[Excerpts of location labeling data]
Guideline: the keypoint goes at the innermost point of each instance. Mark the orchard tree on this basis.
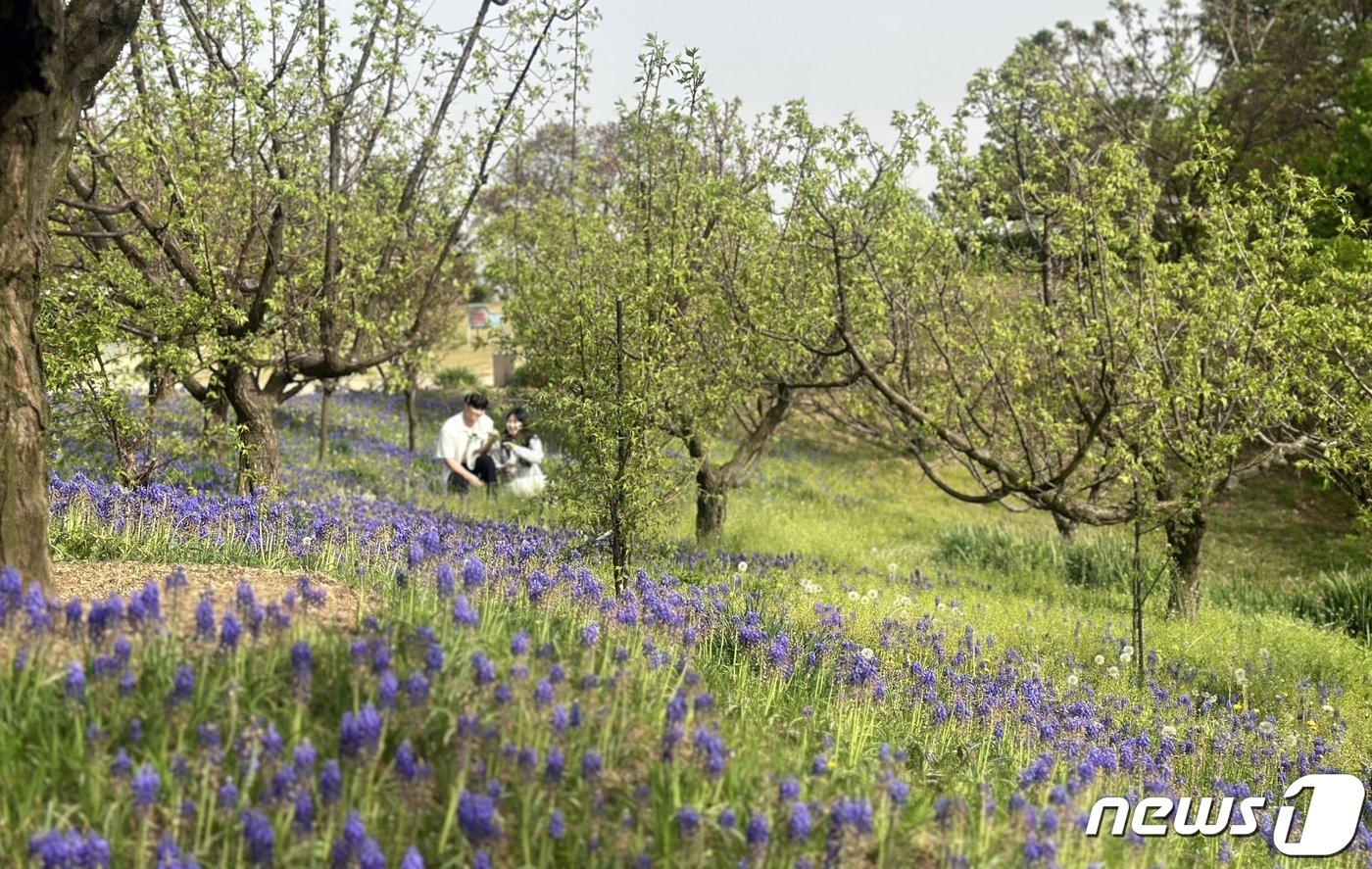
(641, 292)
(1038, 336)
(55, 57)
(288, 205)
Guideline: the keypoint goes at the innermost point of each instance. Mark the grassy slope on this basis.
(855, 507)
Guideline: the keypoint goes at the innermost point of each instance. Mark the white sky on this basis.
(861, 57)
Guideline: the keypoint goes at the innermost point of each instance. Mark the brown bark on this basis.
(710, 506)
(1186, 533)
(254, 411)
(713, 484)
(51, 58)
(412, 404)
(325, 406)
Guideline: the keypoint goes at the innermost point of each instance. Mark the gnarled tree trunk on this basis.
(1186, 533)
(51, 58)
(710, 505)
(325, 406)
(254, 410)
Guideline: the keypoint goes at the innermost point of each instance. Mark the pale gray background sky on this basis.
(863, 57)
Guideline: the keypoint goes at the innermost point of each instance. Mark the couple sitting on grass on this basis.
(475, 456)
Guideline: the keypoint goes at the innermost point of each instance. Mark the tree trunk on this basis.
(710, 506)
(412, 404)
(24, 166)
(51, 59)
(1186, 533)
(325, 405)
(254, 410)
(1066, 528)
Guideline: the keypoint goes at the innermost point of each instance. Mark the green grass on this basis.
(868, 522)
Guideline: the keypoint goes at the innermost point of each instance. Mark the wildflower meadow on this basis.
(487, 700)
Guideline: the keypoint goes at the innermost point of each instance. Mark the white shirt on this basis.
(525, 477)
(462, 442)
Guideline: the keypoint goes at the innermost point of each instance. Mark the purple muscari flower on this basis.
(434, 658)
(799, 824)
(258, 837)
(304, 758)
(688, 821)
(592, 765)
(473, 573)
(542, 693)
(229, 632)
(380, 658)
(360, 734)
(228, 797)
(416, 689)
(205, 617)
(121, 766)
(757, 831)
(73, 615)
(244, 598)
(302, 662)
(476, 817)
(11, 588)
(331, 783)
(676, 707)
(69, 848)
(553, 768)
(589, 635)
(182, 684)
(75, 682)
(464, 614)
(483, 669)
(386, 690)
(37, 610)
(304, 813)
(445, 581)
(146, 786)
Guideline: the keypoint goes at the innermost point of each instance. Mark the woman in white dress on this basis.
(521, 456)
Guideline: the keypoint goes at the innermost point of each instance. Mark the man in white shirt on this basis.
(464, 446)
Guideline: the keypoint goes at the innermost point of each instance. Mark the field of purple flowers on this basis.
(498, 704)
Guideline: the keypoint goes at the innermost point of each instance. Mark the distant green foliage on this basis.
(1107, 563)
(457, 378)
(994, 549)
(1341, 600)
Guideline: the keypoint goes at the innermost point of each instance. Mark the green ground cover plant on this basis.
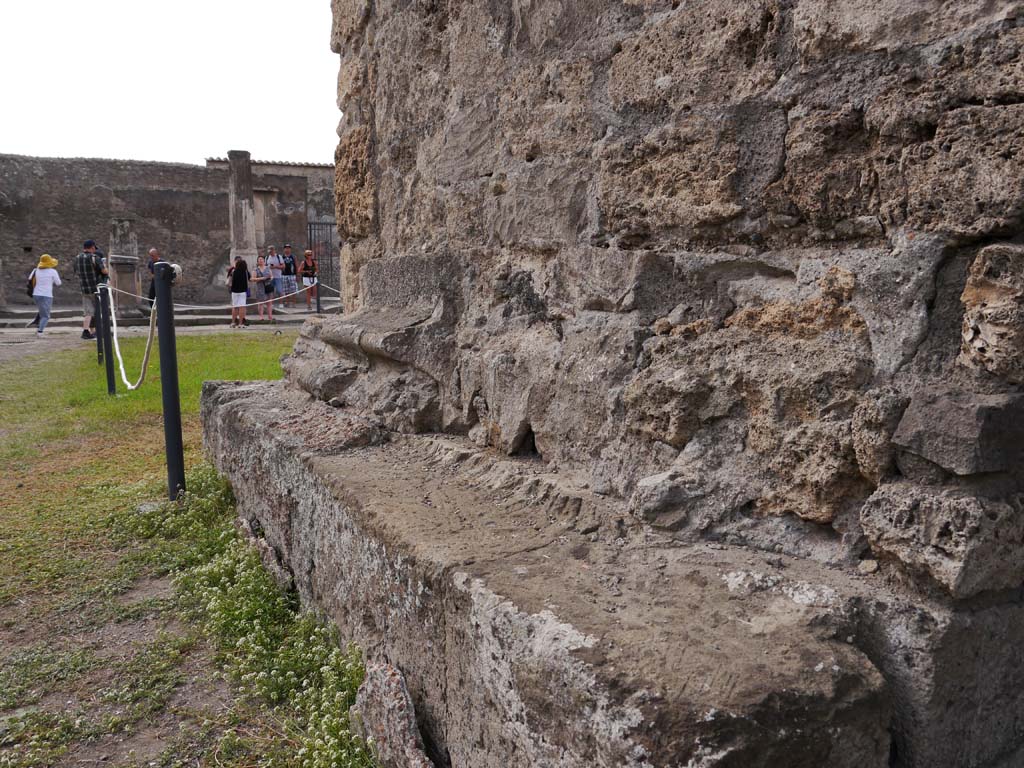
(147, 635)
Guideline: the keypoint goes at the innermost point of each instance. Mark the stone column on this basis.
(122, 264)
(124, 239)
(124, 276)
(243, 214)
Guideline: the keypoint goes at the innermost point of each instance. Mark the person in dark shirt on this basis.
(90, 266)
(288, 282)
(238, 282)
(308, 271)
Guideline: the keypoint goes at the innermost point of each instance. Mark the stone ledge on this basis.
(538, 624)
(526, 641)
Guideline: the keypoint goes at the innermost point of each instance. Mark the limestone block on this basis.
(993, 313)
(354, 186)
(875, 420)
(385, 717)
(965, 432)
(965, 543)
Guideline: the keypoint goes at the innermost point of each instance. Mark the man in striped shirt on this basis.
(90, 266)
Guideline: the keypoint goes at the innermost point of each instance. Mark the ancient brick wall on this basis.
(51, 205)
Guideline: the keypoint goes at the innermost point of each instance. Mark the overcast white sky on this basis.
(179, 80)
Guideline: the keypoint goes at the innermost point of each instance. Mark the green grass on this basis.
(74, 542)
(72, 451)
(71, 388)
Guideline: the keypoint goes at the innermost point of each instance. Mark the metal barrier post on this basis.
(163, 275)
(99, 337)
(103, 329)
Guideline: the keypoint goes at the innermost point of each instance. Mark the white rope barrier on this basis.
(117, 345)
(219, 306)
(153, 325)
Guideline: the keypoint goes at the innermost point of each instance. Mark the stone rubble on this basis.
(683, 355)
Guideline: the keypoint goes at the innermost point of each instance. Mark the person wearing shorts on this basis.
(276, 264)
(288, 283)
(91, 270)
(308, 271)
(238, 282)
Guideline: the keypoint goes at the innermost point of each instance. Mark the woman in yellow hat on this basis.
(44, 278)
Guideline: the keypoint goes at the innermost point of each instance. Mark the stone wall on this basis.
(51, 205)
(700, 254)
(749, 270)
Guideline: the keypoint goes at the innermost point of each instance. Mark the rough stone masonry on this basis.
(677, 418)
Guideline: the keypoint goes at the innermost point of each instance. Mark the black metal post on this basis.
(163, 275)
(99, 336)
(103, 329)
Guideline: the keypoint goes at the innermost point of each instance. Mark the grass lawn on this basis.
(146, 635)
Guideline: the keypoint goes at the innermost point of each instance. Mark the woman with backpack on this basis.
(43, 279)
(308, 271)
(264, 296)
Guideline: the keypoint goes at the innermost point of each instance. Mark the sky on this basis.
(178, 81)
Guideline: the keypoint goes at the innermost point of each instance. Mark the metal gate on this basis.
(322, 239)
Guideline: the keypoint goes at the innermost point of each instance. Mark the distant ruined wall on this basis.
(52, 205)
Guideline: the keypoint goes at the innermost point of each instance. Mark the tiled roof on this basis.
(276, 162)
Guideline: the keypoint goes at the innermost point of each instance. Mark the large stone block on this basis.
(993, 312)
(965, 432)
(966, 543)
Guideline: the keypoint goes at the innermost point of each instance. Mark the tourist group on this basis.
(274, 275)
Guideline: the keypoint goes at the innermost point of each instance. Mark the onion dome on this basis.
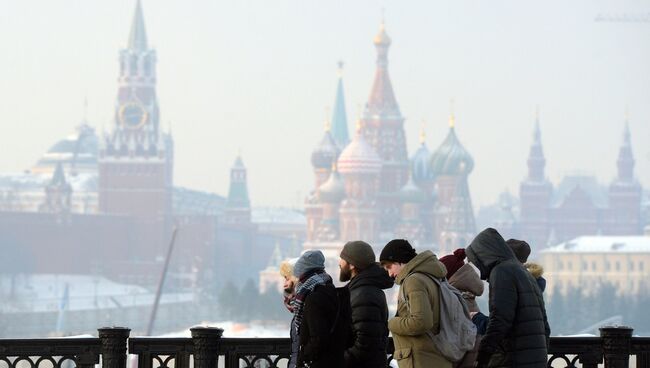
(451, 158)
(411, 193)
(382, 37)
(359, 157)
(326, 153)
(333, 190)
(420, 168)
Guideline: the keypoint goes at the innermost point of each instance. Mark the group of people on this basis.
(349, 326)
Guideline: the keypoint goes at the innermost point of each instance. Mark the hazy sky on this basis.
(257, 76)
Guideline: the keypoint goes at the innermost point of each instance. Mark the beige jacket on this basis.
(413, 348)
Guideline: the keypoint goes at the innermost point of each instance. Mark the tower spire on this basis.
(423, 134)
(625, 160)
(452, 117)
(138, 34)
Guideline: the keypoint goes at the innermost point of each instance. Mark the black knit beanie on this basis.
(520, 248)
(359, 254)
(397, 250)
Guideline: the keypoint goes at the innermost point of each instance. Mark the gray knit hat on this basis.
(358, 253)
(309, 261)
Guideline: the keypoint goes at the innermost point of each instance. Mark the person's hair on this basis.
(388, 263)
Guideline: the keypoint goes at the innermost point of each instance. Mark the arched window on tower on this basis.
(147, 66)
(133, 65)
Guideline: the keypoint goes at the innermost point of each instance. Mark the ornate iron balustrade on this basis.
(208, 349)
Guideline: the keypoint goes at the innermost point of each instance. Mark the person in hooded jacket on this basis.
(418, 306)
(321, 323)
(463, 277)
(517, 332)
(521, 249)
(369, 309)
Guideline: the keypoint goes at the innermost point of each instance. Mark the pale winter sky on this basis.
(257, 75)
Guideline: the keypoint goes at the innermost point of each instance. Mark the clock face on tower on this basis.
(132, 115)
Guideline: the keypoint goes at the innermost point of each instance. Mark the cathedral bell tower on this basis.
(135, 156)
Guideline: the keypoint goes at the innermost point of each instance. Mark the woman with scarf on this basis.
(321, 324)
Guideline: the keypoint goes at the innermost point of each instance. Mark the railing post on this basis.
(113, 346)
(616, 342)
(206, 345)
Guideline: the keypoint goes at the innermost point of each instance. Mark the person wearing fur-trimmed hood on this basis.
(320, 328)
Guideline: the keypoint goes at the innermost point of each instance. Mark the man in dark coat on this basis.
(369, 310)
(321, 322)
(517, 332)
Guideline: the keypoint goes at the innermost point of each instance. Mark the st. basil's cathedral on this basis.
(368, 188)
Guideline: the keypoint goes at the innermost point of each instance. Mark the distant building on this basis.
(579, 205)
(105, 204)
(368, 188)
(588, 262)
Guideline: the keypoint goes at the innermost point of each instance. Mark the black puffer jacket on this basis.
(369, 319)
(321, 343)
(518, 331)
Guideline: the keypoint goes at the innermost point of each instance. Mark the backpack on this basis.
(457, 331)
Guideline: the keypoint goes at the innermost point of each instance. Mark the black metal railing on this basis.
(615, 347)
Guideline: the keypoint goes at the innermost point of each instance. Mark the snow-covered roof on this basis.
(603, 244)
(278, 215)
(47, 293)
(27, 181)
(588, 183)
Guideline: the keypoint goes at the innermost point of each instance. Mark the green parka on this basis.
(413, 347)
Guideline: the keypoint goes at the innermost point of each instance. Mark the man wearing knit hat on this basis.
(418, 307)
(369, 309)
(320, 327)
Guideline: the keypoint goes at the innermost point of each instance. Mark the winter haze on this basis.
(257, 76)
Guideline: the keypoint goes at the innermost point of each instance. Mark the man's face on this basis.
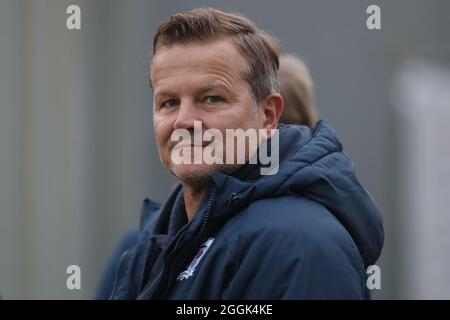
(199, 82)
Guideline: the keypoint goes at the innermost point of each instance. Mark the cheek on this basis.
(162, 128)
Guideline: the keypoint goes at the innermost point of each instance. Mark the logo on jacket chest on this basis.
(189, 272)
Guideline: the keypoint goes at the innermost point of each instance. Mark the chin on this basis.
(193, 173)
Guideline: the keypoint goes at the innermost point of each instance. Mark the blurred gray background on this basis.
(78, 156)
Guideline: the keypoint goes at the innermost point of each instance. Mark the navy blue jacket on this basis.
(307, 232)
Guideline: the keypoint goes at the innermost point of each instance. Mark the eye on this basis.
(169, 103)
(213, 99)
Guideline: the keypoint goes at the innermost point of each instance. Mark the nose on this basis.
(187, 114)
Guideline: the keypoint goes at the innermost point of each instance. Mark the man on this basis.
(308, 230)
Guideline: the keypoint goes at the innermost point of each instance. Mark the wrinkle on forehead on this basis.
(219, 57)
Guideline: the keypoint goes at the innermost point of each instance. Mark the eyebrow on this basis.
(207, 88)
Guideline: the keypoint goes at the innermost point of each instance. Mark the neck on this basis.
(193, 197)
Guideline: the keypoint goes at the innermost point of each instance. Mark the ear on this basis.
(272, 108)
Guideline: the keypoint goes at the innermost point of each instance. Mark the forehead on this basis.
(217, 58)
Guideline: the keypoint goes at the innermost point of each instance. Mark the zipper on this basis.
(117, 275)
(196, 243)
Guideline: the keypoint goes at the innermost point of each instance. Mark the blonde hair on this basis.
(258, 48)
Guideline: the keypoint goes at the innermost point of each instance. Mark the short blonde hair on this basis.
(258, 48)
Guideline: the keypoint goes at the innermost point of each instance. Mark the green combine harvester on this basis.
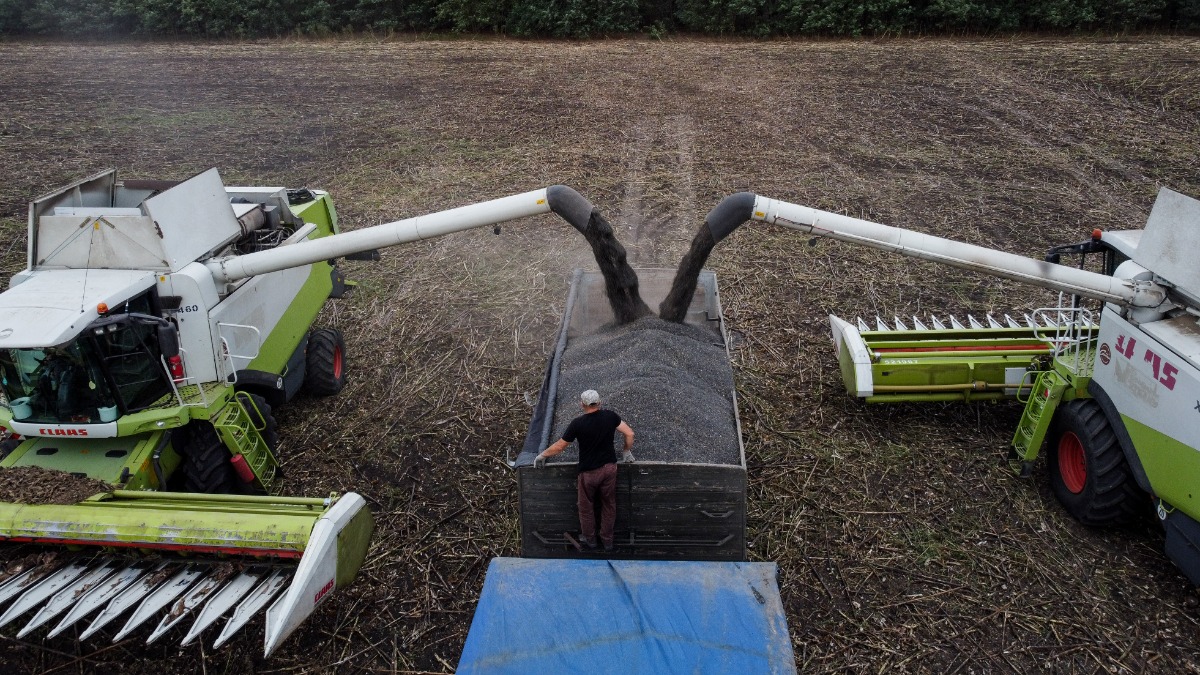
(142, 352)
(1113, 390)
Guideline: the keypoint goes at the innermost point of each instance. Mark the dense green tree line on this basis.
(583, 18)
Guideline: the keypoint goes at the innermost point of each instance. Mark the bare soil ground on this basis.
(904, 542)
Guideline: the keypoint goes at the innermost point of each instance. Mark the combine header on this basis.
(142, 352)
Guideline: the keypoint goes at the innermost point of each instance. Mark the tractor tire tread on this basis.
(325, 363)
(205, 461)
(1110, 495)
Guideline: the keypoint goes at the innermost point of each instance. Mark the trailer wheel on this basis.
(1089, 472)
(325, 363)
(205, 466)
(270, 429)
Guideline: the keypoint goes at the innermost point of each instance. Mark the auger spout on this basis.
(1132, 293)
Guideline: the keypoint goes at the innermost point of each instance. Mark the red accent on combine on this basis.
(1071, 463)
(324, 590)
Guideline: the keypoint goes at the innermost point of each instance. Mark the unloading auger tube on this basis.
(741, 207)
(573, 207)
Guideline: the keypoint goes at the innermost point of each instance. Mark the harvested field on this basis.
(37, 485)
(904, 542)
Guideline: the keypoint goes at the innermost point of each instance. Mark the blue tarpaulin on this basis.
(628, 616)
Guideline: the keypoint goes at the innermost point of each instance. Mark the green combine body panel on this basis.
(161, 396)
(142, 352)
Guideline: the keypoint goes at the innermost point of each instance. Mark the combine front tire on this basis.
(325, 363)
(205, 465)
(1089, 472)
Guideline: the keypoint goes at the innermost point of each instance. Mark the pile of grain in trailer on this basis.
(670, 381)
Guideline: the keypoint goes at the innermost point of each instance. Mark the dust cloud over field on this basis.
(904, 542)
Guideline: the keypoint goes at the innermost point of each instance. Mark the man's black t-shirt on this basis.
(594, 432)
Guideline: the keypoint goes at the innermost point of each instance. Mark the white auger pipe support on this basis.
(559, 198)
(966, 256)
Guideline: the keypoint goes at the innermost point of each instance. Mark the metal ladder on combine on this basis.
(1048, 390)
(1072, 333)
(240, 434)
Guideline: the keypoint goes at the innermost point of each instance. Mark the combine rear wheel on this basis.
(1089, 472)
(205, 467)
(325, 363)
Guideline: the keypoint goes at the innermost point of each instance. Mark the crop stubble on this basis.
(903, 542)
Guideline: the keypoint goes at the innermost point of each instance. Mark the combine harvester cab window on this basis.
(89, 381)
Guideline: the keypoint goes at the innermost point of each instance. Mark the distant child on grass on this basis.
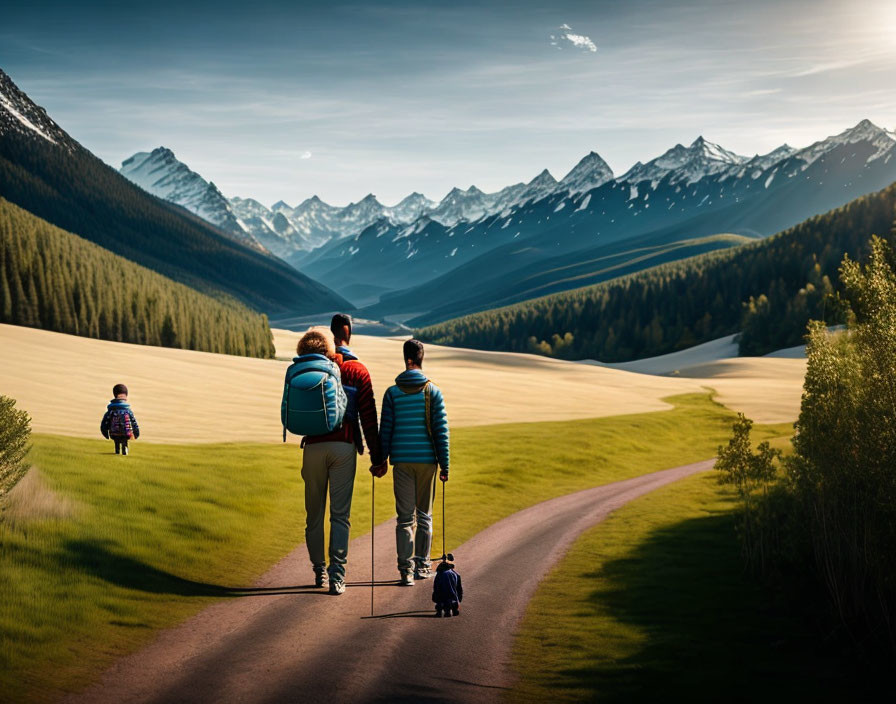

§ Aim of the task:
Please write out the rows from the line containing "window on this basis." through the end of the rows, and leave the pictures out.

§ The answer:
Guideline: the keypoint goes at the innermost point of each instance. Mark the combine harvester cab window on this basis.
(89, 381)
Guideline: the keypoint goes at the innermost point of each instance. Mark the distant child on grass on this basis.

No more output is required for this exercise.